-- Start INPUT --

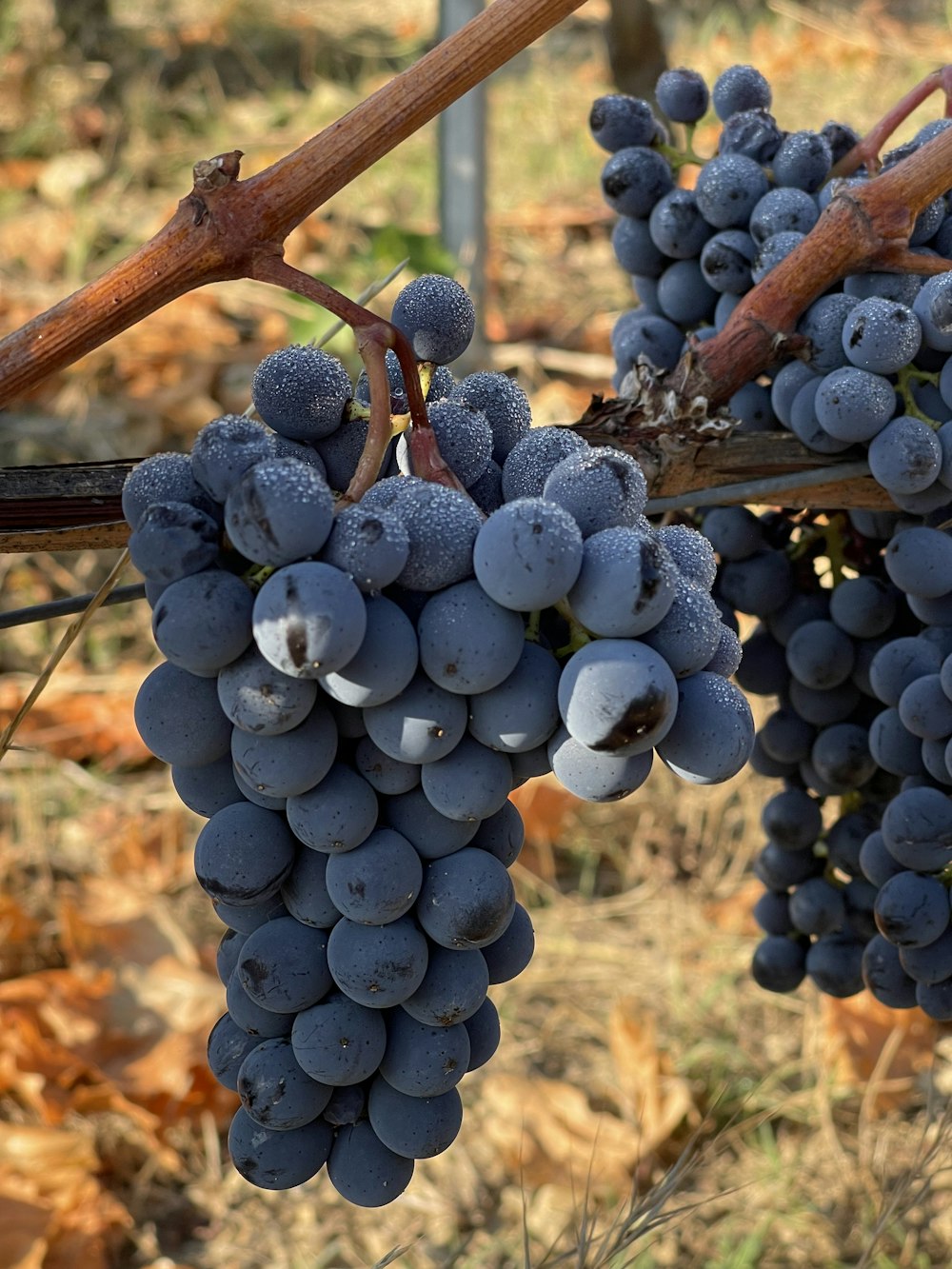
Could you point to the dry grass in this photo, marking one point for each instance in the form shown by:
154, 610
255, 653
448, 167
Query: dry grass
649, 1105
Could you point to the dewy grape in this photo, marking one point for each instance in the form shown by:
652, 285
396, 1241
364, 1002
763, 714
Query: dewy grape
354, 685
352, 692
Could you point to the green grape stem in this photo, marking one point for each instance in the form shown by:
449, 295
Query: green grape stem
905, 378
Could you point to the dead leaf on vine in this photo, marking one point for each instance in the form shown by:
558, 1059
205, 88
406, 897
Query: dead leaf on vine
53, 1212
878, 1050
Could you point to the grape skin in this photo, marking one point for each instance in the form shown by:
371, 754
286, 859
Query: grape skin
466, 900
377, 881
617, 697
364, 1170
308, 620
712, 731
278, 1160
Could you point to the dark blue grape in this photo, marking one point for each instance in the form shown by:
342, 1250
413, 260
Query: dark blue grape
301, 391
278, 1160
437, 316
338, 1041
364, 1170
780, 963
377, 966
274, 1090
414, 1127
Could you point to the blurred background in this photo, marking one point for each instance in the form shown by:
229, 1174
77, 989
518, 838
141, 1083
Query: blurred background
647, 1105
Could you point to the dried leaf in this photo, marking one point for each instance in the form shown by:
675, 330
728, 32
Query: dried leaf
876, 1050
546, 1134
653, 1096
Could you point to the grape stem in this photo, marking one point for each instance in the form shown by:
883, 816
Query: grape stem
756, 490
373, 338
866, 152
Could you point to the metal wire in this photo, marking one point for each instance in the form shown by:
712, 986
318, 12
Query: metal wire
69, 606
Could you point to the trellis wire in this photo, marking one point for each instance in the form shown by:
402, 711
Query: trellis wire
69, 606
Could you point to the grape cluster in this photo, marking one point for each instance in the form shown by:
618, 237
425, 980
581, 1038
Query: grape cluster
349, 694
855, 613
878, 377
863, 674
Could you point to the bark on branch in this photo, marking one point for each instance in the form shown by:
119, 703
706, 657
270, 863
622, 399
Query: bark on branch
225, 224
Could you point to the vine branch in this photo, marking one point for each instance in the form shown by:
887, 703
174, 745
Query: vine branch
225, 225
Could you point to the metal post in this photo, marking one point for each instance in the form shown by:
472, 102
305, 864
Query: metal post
463, 169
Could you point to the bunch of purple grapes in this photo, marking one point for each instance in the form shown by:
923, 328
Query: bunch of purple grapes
349, 694
878, 377
855, 635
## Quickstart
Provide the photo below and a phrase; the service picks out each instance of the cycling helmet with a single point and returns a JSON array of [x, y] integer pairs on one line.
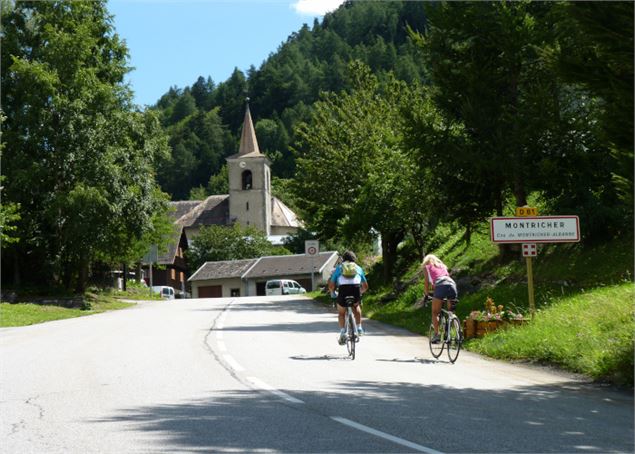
[[349, 256]]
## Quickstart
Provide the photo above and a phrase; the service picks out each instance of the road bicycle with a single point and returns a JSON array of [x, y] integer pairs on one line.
[[350, 326], [450, 331]]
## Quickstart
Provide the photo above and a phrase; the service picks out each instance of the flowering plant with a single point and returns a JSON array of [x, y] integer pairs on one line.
[[493, 312]]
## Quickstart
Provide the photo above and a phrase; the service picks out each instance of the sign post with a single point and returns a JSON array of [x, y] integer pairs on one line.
[[151, 257], [312, 249], [530, 229]]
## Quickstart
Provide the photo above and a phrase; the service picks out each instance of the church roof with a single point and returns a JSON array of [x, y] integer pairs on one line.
[[168, 257], [286, 265], [222, 270], [282, 216], [264, 267], [212, 210]]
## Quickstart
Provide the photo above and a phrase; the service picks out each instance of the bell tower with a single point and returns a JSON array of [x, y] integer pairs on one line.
[[250, 181]]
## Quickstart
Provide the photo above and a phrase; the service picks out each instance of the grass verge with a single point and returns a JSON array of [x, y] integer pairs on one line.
[[589, 333], [584, 294], [23, 314]]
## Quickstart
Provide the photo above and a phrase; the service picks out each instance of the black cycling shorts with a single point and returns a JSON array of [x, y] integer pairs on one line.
[[445, 287], [347, 290]]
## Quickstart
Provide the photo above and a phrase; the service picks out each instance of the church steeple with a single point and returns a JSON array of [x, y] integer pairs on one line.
[[250, 181], [248, 141]]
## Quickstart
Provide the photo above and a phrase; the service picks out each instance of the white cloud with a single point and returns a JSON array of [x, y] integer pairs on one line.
[[315, 7]]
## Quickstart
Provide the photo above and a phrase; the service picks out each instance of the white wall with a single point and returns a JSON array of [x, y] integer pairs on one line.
[[227, 284]]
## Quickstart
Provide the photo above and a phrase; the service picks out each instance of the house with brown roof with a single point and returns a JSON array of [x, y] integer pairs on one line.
[[248, 277], [172, 270]]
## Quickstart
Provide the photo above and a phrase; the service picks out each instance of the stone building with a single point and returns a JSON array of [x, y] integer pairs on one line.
[[249, 203]]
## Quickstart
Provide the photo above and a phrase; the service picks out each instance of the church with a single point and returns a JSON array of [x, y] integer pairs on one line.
[[249, 203]]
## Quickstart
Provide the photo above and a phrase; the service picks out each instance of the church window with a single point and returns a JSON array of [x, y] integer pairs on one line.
[[247, 180]]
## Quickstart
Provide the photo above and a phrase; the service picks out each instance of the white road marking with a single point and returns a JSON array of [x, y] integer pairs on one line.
[[233, 364], [378, 433], [262, 385]]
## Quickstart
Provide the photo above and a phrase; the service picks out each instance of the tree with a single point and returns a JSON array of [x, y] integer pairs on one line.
[[488, 72], [352, 153], [9, 215], [217, 243], [79, 160], [596, 51]]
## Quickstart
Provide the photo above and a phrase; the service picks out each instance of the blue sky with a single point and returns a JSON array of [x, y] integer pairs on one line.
[[172, 42]]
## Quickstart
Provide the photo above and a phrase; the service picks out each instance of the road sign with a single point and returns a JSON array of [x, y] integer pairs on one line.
[[152, 256], [535, 229], [526, 211], [311, 247], [530, 250]]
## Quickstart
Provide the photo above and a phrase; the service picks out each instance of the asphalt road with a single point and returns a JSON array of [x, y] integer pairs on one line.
[[267, 375]]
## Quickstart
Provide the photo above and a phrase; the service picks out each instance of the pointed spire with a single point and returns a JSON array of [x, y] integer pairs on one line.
[[248, 142]]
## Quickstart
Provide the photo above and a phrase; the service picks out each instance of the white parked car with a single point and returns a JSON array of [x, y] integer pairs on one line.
[[163, 290], [283, 287]]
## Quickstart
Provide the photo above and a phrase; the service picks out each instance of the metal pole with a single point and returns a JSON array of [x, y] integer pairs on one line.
[[530, 286], [150, 278], [312, 273]]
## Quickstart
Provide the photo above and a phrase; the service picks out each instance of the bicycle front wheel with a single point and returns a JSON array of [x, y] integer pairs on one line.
[[351, 335], [455, 338], [437, 349]]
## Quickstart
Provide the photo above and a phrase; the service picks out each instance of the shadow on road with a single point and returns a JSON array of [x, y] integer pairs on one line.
[[568, 418]]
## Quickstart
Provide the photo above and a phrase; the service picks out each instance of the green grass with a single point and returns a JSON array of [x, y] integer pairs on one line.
[[23, 314], [579, 288], [590, 333]]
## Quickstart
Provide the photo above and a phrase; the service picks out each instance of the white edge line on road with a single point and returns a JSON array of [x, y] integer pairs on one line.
[[378, 433], [233, 364], [262, 385]]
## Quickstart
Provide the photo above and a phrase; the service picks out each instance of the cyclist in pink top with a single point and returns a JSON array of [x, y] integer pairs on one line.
[[437, 278]]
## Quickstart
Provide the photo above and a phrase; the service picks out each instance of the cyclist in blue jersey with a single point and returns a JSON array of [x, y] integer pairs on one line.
[[350, 280]]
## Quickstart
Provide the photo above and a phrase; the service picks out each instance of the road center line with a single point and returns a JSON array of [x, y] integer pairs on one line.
[[233, 364], [262, 385], [378, 433]]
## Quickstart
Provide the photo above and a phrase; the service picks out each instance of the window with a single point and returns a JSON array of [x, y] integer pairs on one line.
[[247, 180]]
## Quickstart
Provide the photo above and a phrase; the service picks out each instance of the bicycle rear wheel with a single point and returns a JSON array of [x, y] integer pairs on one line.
[[351, 334], [455, 339], [437, 349]]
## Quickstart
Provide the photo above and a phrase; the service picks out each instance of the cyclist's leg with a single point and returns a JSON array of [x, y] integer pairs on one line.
[[341, 314], [436, 309], [357, 311]]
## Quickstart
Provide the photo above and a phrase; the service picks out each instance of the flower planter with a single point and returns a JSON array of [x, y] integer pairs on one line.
[[484, 327], [469, 328]]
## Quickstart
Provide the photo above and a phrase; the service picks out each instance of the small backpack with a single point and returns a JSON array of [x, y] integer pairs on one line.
[[349, 269]]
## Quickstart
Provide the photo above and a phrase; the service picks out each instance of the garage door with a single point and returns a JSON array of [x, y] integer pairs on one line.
[[210, 291]]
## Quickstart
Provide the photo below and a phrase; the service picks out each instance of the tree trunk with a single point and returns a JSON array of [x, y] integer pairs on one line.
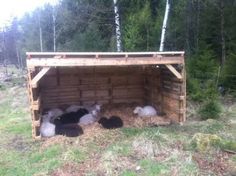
[[40, 33], [164, 26], [54, 29], [117, 24], [222, 21]]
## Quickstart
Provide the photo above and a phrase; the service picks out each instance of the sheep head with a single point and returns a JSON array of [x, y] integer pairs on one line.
[[137, 110]]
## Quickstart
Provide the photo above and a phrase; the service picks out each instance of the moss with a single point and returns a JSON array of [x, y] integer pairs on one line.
[[229, 145]]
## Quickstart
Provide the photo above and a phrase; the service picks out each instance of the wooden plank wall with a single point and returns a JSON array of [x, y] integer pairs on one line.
[[152, 87], [173, 95], [88, 85], [34, 99]]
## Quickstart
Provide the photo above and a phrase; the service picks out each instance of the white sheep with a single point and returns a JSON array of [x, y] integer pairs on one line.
[[47, 129], [55, 112], [88, 118], [95, 107], [146, 111], [73, 108]]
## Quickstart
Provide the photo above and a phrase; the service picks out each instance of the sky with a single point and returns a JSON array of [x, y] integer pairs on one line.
[[12, 8]]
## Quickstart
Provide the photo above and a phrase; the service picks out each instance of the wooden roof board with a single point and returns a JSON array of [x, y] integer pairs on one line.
[[102, 58]]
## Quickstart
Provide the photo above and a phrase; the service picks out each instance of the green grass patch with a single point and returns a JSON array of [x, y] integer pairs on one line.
[[122, 149], [153, 168], [75, 155], [128, 173]]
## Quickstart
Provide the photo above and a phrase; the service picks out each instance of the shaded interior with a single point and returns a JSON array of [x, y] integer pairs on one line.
[[141, 85]]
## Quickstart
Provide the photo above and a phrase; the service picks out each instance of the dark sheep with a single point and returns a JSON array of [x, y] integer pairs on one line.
[[69, 130], [111, 123], [72, 117]]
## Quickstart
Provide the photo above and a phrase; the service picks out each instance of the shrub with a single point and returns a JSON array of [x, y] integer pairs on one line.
[[228, 78], [211, 109]]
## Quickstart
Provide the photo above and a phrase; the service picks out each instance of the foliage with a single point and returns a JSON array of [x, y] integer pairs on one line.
[[202, 76], [210, 110], [229, 72]]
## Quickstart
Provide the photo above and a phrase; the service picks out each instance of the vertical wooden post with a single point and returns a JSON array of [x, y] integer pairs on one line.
[[182, 101], [32, 100]]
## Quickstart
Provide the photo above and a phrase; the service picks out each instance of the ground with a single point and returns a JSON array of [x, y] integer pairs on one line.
[[126, 151]]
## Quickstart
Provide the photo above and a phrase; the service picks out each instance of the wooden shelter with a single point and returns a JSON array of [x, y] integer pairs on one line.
[[59, 78]]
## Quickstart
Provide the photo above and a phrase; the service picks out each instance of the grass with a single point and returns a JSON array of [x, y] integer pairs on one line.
[[126, 152]]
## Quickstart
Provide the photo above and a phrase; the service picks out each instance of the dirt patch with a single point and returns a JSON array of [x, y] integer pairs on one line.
[[68, 169], [217, 163], [20, 144]]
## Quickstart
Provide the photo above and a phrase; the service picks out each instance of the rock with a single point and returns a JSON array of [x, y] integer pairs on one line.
[[204, 142], [138, 168]]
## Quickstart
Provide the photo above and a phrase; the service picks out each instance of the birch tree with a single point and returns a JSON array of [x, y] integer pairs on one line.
[[163, 32], [117, 25], [54, 28], [40, 32]]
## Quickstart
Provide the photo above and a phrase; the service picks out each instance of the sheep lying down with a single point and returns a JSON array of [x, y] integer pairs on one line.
[[62, 121], [146, 111]]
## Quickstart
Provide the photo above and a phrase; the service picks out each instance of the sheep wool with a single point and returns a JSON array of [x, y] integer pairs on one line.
[[47, 129], [146, 111]]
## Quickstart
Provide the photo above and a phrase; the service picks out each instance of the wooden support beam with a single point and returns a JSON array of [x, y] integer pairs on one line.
[[174, 71], [35, 80]]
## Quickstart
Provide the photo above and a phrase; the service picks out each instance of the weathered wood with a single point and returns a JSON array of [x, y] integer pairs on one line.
[[174, 71], [87, 78], [43, 62], [34, 81]]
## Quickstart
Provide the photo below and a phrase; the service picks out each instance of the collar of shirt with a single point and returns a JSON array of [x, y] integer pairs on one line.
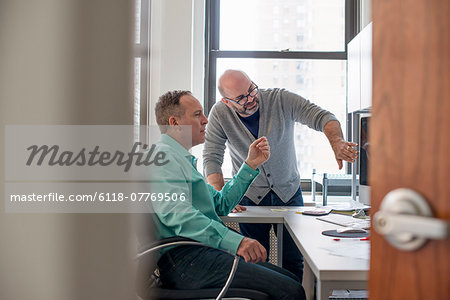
[[177, 148]]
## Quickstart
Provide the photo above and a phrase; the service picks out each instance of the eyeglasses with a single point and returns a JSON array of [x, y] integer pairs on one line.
[[240, 99]]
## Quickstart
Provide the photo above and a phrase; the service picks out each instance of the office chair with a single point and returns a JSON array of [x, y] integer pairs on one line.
[[150, 288]]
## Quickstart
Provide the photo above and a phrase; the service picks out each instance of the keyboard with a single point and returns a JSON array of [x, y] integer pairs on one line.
[[346, 221]]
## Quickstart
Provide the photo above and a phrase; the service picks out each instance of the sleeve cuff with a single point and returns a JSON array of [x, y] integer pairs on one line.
[[327, 119], [231, 241]]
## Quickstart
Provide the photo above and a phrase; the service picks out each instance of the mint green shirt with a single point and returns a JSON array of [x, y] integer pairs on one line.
[[197, 217]]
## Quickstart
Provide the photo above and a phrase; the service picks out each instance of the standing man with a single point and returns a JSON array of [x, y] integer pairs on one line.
[[182, 124], [246, 113]]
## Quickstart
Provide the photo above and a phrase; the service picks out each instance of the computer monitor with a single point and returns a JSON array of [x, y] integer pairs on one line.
[[364, 160]]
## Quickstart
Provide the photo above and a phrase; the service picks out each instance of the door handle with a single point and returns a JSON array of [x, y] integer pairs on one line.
[[406, 220]]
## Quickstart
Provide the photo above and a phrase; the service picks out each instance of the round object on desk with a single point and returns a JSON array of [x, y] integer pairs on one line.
[[334, 233]]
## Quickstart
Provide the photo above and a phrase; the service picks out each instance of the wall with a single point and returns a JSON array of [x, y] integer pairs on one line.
[[176, 48], [64, 62]]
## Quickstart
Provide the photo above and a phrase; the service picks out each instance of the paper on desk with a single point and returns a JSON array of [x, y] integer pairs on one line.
[[359, 250]]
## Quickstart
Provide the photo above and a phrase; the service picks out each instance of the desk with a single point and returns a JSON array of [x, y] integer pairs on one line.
[[331, 272]]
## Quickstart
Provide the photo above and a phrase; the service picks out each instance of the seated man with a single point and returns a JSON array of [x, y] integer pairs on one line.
[[195, 211]]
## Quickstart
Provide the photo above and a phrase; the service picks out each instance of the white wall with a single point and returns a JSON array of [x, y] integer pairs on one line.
[[64, 62]]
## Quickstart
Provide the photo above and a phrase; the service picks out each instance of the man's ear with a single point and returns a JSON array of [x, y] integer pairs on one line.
[[173, 121]]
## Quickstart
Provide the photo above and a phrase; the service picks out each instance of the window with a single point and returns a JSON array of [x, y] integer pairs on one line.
[[246, 35], [141, 61]]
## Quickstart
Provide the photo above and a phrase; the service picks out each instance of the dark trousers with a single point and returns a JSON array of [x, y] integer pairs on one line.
[[292, 258], [198, 267]]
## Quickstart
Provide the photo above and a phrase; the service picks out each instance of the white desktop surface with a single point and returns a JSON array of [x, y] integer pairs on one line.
[[331, 271]]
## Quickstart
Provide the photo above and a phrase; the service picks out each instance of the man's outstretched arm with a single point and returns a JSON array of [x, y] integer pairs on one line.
[[343, 150]]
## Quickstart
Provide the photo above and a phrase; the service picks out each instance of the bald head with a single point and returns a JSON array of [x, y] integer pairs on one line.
[[233, 82]]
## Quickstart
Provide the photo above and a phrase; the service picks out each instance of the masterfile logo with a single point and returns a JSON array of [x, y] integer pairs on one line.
[[88, 169]]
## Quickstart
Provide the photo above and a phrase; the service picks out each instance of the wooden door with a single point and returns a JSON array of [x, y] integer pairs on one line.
[[410, 138]]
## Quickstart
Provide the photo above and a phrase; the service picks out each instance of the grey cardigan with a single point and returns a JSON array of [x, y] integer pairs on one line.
[[279, 110]]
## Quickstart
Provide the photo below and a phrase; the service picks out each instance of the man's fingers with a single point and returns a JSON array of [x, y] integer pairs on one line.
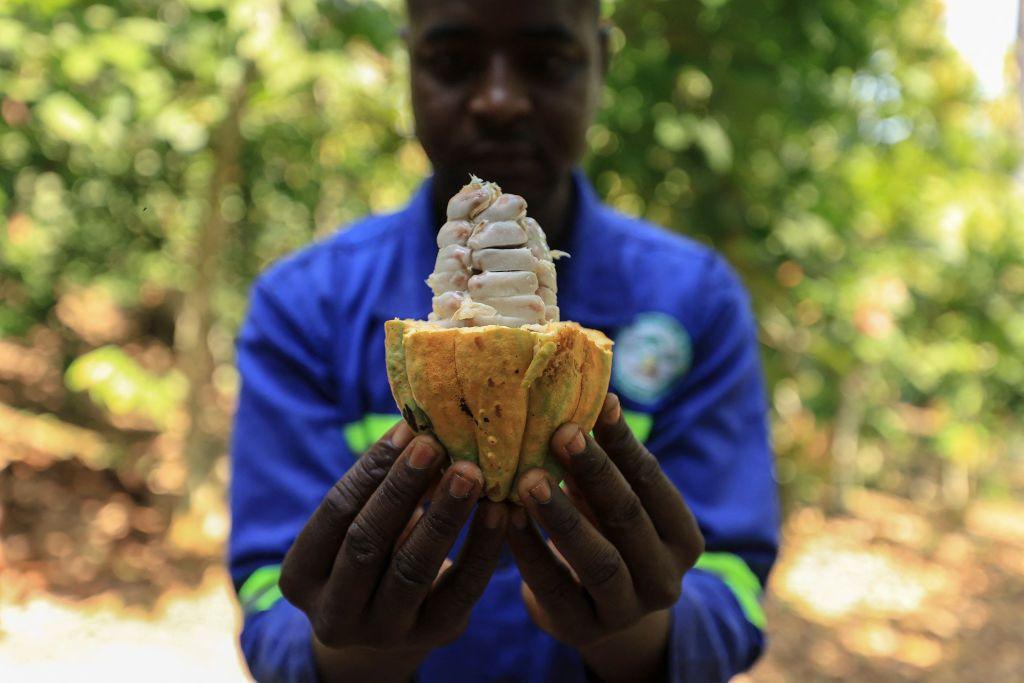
[[619, 512], [464, 583], [595, 560], [664, 503], [550, 581], [371, 538], [414, 566], [309, 561]]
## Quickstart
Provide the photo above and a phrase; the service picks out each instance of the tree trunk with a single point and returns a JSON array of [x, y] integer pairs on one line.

-- End INPUT --

▶ **DIRECTIONS FOR THIS TASK**:
Filter the dataset rows and copy every line that contains the word "leaf", treating uppercase and lowercase as different.

▶ **CORRECT RESULT**:
Could you point to the dead leaf on vine in this photo, marking one point for each instance in the form shown by:
Query: dead leaf on vine
Could you point to the dried leaf in this photo, marking one point for each instance in the form shown by:
Query: dried leaf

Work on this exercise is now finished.